What is being asked: Write out the entries below in full, exactly as given.

Supplied data:
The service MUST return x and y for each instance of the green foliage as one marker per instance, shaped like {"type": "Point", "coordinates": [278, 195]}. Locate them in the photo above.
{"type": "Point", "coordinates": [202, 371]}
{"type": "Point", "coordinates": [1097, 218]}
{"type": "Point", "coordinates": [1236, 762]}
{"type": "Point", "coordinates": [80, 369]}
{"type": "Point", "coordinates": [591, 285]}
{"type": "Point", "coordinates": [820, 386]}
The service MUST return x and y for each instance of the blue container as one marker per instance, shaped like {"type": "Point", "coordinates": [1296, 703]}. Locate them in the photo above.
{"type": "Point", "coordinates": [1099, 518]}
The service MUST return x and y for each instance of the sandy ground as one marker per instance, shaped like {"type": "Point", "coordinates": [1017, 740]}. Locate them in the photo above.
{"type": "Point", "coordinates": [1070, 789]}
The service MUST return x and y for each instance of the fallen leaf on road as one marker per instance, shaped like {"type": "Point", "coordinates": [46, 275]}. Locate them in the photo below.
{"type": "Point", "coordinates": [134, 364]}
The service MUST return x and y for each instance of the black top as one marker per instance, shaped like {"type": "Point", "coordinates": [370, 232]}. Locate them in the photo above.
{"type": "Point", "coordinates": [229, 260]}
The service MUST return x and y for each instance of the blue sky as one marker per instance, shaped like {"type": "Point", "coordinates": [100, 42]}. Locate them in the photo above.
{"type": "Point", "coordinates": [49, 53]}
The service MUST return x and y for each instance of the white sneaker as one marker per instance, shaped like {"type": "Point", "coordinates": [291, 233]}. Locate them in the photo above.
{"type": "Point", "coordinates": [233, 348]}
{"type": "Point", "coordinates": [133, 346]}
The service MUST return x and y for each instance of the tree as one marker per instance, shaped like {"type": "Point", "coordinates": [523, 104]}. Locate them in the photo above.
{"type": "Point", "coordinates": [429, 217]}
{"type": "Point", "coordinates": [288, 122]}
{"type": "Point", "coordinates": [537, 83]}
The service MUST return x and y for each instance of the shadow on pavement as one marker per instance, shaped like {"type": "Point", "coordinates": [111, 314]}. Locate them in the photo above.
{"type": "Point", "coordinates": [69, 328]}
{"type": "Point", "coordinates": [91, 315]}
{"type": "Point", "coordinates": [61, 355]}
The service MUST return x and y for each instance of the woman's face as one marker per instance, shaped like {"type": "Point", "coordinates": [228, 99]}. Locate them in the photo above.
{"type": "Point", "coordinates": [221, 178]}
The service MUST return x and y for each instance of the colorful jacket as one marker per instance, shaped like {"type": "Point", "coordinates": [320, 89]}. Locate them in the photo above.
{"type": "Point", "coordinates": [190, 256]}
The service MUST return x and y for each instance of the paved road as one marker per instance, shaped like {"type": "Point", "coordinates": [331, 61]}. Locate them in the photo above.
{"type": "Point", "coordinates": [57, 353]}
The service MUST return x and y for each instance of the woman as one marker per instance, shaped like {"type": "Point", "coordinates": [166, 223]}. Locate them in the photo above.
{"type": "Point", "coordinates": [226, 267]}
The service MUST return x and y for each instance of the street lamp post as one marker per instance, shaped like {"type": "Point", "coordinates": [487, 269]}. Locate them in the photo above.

Answer area:
The service MUST return x and y for each instance of the green foliage as one marker per instance, shaped like {"type": "Point", "coordinates": [278, 195]}. Locate them in the photo above.
{"type": "Point", "coordinates": [202, 371]}
{"type": "Point", "coordinates": [1097, 218]}
{"type": "Point", "coordinates": [1236, 762]}
{"type": "Point", "coordinates": [80, 369]}
{"type": "Point", "coordinates": [591, 285]}
{"type": "Point", "coordinates": [820, 386]}
The service MUST return x and y for each instance of the blue container as one marker per instance, shaped like {"type": "Point", "coordinates": [1296, 703]}. Locate them in the photo above.
{"type": "Point", "coordinates": [1099, 518]}
The service MUST return x and y for each instance of the sandy ground as one marker per instance, shaped like {"type": "Point", "coordinates": [1017, 740]}. Locate them in the photo above.
{"type": "Point", "coordinates": [1070, 789]}
The service MUST return x and y for each instance of the fallen leaf on road as one marker per instance, shaped like {"type": "Point", "coordinates": [46, 275]}. Locate them in the photo below.
{"type": "Point", "coordinates": [134, 364]}
The service MUST return x and y for each instance of the black top as one marker per instance, shaped like {"type": "Point", "coordinates": [370, 232]}. Locate them in the photo above.
{"type": "Point", "coordinates": [229, 260]}
The service MUST return x and y for each instance of the blue sky as one marker per instance, shaped like {"type": "Point", "coordinates": [100, 42]}. Locate them in the photo above.
{"type": "Point", "coordinates": [49, 53]}
The service MUST return x and y for each instance of the white sneaker as one marker per instance, shaped like {"type": "Point", "coordinates": [291, 233]}. Locate them in the photo above.
{"type": "Point", "coordinates": [233, 348]}
{"type": "Point", "coordinates": [133, 346]}
The service MUST return x and y for each instance of the tree as one marker per instance, shaped like {"type": "Point", "coordinates": [523, 104]}. Locate them in the photo above.
{"type": "Point", "coordinates": [429, 217]}
{"type": "Point", "coordinates": [288, 122]}
{"type": "Point", "coordinates": [537, 83]}
The service MUST return x and y for each instance of the shadow on pavement as one marker per instance, shaped like {"type": "Point", "coordinates": [111, 314]}. Locate them in the photo above.
{"type": "Point", "coordinates": [69, 328]}
{"type": "Point", "coordinates": [91, 315]}
{"type": "Point", "coordinates": [61, 355]}
The service MUST return x and y for each instance of the woman's face as one marker per instance, shaped like {"type": "Point", "coordinates": [228, 99]}. Locate them in the photo above.
{"type": "Point", "coordinates": [221, 178]}
The service MUST return x and y for each instance of the colorful jacket as one marker per instance, shaped like {"type": "Point", "coordinates": [320, 89]}. Locate them in the photo above.
{"type": "Point", "coordinates": [190, 256]}
The service MUST return x and y for each instance of the paved road as one marker per instance, shaped like {"type": "Point", "coordinates": [331, 61]}. Locate them in the photo above.
{"type": "Point", "coordinates": [57, 353]}
The service MUST return x and y for each instance of the woman as one marker per instance, shaped like {"type": "Point", "coordinates": [166, 223]}. Locate them in the photo above.
{"type": "Point", "coordinates": [226, 267]}
The service MUST return x and y for each instance of the street lamp post as one marker per instance, shaped like {"type": "Point", "coordinates": [487, 269]}. Locate them in the photo above.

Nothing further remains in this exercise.